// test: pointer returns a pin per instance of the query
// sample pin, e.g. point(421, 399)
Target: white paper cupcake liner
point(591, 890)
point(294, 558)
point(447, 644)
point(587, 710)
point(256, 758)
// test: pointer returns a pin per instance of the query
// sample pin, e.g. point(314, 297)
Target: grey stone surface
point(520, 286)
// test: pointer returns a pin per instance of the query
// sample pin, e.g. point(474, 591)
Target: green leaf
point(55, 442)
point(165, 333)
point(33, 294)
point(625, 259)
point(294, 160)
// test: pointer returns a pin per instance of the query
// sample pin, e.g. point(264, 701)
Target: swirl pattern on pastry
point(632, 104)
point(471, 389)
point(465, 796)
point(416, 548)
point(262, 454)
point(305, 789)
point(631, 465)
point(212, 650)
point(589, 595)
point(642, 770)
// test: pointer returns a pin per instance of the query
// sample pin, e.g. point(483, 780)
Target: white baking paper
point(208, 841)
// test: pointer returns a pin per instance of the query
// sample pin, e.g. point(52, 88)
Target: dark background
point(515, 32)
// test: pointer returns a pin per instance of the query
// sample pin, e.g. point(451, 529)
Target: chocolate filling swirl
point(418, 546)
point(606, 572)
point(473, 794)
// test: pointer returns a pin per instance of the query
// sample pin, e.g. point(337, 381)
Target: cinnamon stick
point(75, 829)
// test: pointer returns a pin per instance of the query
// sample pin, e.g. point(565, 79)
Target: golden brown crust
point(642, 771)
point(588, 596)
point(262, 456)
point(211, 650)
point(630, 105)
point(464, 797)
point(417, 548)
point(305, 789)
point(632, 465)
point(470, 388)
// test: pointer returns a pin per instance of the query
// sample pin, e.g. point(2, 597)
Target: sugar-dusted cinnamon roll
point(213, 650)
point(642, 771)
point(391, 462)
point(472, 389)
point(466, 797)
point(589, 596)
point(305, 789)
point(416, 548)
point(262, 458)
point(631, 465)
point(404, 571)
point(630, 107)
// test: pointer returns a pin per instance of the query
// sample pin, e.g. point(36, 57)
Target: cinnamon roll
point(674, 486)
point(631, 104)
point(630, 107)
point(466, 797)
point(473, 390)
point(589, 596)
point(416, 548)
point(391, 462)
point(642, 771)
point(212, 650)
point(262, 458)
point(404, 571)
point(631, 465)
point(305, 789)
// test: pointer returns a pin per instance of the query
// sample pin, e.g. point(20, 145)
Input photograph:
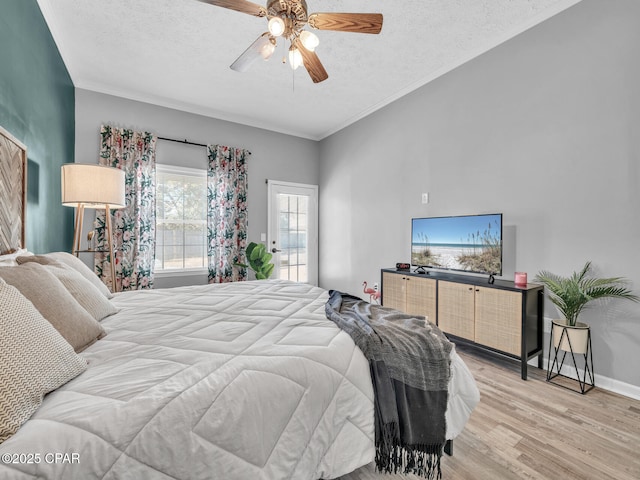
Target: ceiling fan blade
point(347, 22)
point(242, 6)
point(263, 48)
point(312, 64)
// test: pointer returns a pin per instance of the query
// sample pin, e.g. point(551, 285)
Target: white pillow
point(34, 360)
point(9, 259)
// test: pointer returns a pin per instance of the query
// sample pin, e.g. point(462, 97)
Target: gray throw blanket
point(410, 370)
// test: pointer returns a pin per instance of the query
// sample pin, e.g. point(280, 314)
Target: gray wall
point(37, 107)
point(273, 155)
point(544, 128)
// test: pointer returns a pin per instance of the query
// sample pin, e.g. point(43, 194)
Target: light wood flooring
point(536, 430)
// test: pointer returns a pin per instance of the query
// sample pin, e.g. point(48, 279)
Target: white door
point(293, 230)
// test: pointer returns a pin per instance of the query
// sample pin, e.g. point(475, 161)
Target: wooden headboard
point(13, 192)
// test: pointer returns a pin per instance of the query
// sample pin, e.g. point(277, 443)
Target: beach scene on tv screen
point(469, 243)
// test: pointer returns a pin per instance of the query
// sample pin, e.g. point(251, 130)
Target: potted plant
point(259, 261)
point(573, 294)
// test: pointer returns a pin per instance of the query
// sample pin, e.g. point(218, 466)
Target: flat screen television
point(470, 243)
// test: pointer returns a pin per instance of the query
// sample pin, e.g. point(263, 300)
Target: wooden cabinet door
point(394, 291)
point(498, 319)
point(421, 297)
point(456, 309)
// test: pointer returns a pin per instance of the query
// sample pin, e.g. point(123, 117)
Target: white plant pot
point(577, 334)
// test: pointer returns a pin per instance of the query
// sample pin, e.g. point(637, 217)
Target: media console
point(500, 316)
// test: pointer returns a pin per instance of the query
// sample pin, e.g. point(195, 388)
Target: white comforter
point(233, 381)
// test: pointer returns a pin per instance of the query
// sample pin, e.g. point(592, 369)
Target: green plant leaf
point(268, 271)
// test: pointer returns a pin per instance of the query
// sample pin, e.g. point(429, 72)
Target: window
point(181, 219)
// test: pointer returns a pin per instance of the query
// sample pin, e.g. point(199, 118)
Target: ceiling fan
point(287, 19)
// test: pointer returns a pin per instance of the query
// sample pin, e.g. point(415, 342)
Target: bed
point(233, 381)
point(225, 381)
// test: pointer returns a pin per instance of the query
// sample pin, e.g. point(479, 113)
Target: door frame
point(312, 239)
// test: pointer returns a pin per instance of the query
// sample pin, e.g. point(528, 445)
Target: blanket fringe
point(420, 460)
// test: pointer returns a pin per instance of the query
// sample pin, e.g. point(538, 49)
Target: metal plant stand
point(555, 367)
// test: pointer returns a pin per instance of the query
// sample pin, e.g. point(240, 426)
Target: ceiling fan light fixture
point(309, 40)
point(276, 26)
point(295, 57)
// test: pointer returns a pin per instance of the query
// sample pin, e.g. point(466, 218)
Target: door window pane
point(293, 235)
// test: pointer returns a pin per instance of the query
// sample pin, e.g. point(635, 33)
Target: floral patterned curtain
point(133, 226)
point(227, 213)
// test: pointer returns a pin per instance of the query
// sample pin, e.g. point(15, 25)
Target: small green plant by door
point(259, 261)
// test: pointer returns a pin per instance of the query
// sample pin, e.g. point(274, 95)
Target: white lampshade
point(276, 26)
point(92, 186)
point(295, 58)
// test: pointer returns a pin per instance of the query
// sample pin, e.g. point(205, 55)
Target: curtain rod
point(185, 141)
point(182, 141)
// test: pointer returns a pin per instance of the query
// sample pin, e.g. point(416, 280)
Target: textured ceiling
point(176, 53)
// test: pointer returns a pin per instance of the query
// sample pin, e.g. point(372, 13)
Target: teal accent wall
point(37, 106)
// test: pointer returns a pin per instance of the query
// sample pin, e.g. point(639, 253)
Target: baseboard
point(606, 383)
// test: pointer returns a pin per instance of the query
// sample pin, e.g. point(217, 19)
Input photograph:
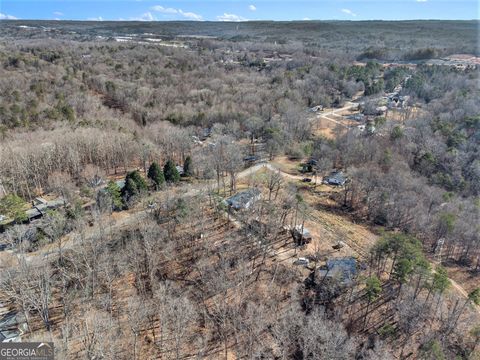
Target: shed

> **STATED EXERCISE**
Rewrite the material from its first line up to and including the line containing "point(75, 829)", keeping every line, and increase each coordinate in the answer points by 62 while leaving all other numbers unchanged.

> **FULL RESPONSE**
// test: pointer returns a pin per instance of the query
// sample pin, e.g. point(421, 399)
Target: white paper cupcake liner
point(653, 952)
point(356, 620)
point(509, 706)
point(649, 772)
point(318, 820)
// test: pointer returns a pin per instance of the query
// sample pin, e.g. point(314, 297)
Target: grey stone surface
point(582, 348)
// test: pointer returns a pin per instance of the query
// sample pin, e.g. point(474, 591)
Target: green leaf
point(117, 504)
point(227, 395)
point(95, 356)
point(687, 321)
point(356, 222)
// test: pointer returns a pin per instance of the query
// sample pin, e.g. point(264, 701)
Target: swirl pattern on pastry
point(694, 166)
point(533, 451)
point(527, 858)
point(478, 610)
point(324, 516)
point(367, 851)
point(693, 527)
point(274, 712)
point(651, 657)
point(704, 832)
// test: pointer returns a pin per instance of the query
// sample pin, e.g. point(483, 780)
Target: white baking paper
point(270, 903)
// test: pointer returns a pin per instance of the query
// sample pin, e.g. point(52, 88)
Target: dark background
point(577, 94)
// test: pointer returns a pin per instance of the query
// sample pin, e.g. point(451, 529)
Target: chocolate filling swirl
point(480, 608)
point(668, 634)
point(535, 856)
// test: pointer returns a pin per instance of the query
// sample pin, e.g. point(337, 381)
Target: cinnamon stick
point(137, 891)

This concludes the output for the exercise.